■ Requirement A:
Answer these questions from the FAQ:
(i) What two emails does a person receive when approved into the program?
(ii) What error appears after clicking an existing account that has "owner" access?
(iii) Where should questions go that neither this page nor Known Issues addresses?
■ Requirement B: Reproduce the FAQ from "Click on the" up to and including "the top right.".
■ Requirement C: Condense the FAQ paragraph that begins "This page contains frequently asked questions" into a shorter version that keeps its main facts.

■ Document excerpt:
________________
FAQ#
Overview#
This page contains frequently asked questions and answers to those questions. In some cases, steps for debugging and solving issues are provided. Any questions that are not addressed on this page or Known Issues should be brought up on the official forum.
Prerequisite FAQs
Deployment FAQs
Prerequisite FAQs#
Failed to fetch blueprint: 403 Forbidden#
Error |
|
This can occur for multiple reasons, most commonly:
The account does not have VSS EA enablement
The wrong NGC API key was used
To debug this issue, first ensure you followed the steps for setting up a new account with EA enablement:
When you were approved into the program, you received two emails: 1) Confirming your acceptance into the VSS EA program and 2) “Welcome to NVIDIA NGC”.
Click on the link in the “Welcome to NVIDIA NGC” email.
Note
If you get an
INVALID_REQUEST
status when clicking on the link, that means you have already created a new NGC account with enablement and must select that account when logging in.After clicking the link, you are brought to an accounts page where you must select Create New NVIDIA Cloud Account, as this specific Cloud Account will be the one with the VSS EA enablement. Do not click an existing account!
Note
If you click on an existing account with “owner” access, you will get an
INTERNAL_ERROR
.Select a distinct name for your cloud account that will be associated with your VSS enablement.
You should now be able to follow the steps to Obtain NGC API Key.
If you followed the above steps and still receive the 403 Forbidden
error, please check that:
You have the correct Organization/Team selected in the top right.
The selected Organization/Team has the NVIDIA VSS Early Access subscription and it is active ( Organzation>Subscriptions )
________________
[Point localization data]
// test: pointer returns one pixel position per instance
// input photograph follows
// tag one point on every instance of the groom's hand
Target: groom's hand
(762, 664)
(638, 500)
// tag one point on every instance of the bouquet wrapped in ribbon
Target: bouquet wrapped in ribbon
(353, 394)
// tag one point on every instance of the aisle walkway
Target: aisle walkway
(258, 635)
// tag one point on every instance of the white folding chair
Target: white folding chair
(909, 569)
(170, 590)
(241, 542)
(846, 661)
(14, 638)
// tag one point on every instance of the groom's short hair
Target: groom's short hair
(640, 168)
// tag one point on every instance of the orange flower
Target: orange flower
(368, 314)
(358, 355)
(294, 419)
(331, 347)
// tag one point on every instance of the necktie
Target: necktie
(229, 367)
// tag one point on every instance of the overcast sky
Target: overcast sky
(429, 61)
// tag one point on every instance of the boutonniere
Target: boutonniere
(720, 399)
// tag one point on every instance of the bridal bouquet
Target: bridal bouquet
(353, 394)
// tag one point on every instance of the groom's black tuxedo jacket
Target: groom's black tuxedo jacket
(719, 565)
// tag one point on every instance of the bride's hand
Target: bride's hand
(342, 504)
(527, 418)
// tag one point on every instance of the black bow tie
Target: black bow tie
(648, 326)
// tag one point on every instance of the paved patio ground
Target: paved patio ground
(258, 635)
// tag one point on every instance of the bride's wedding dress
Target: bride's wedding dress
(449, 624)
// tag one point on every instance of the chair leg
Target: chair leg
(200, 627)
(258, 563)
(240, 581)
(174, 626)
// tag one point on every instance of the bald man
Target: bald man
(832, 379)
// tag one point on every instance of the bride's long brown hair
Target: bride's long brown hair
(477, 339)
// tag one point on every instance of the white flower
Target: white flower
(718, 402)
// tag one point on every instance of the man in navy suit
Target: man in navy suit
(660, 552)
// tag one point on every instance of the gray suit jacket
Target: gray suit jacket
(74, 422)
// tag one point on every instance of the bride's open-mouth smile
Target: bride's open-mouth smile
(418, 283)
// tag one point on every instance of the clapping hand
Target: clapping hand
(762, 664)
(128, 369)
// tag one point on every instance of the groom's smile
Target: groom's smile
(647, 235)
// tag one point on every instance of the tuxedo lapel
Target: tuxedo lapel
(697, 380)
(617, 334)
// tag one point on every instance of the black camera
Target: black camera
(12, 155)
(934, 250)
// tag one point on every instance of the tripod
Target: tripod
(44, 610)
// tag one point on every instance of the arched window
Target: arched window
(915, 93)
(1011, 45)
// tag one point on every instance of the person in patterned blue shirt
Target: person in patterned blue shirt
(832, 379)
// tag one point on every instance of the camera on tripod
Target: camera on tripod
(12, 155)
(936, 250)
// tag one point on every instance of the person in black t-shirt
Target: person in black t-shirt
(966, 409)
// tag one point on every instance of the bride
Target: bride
________________
■ Response area A:
(i) An email confirming acceptance into the VSS EA program and a "Welcome to NVIDIA NGC" email.
(ii) INTERNAL_ERROR.
(iii) The official forum.

■ Response area B:
Click on the link in the “Welcome to NVIDIA NGC” email.
Note
If you get an
INVALID_REQUEST
status when clicking on the link, that means you have already created a new NGC account with enablement and must select that account when logging in.After clicking the link, you are brought to an accounts page where you must select Create New NVIDIA Cloud Account, as this specific Cloud Account will be the one with the VSS EA enablement. Do not click an existing account!
Note
If you click on an existing account with “owner” access, you will get an
INTERNAL_ERROR
.Select a distinct name for your cloud account that will be associated with your VSS enablement.
You should now be able to follow the steps to Obtain NGC API Key.
If you followed the above steps and still receive the 403 Forbidden
error, please check that:
You have the correct Organization/Team selected in the top right.

■ Response area C: The page gives frequently asked questions with their answers, sometimes with steps for debugging and solving issues. Questions not covered here or in Known Issues should be brought up on the official forum.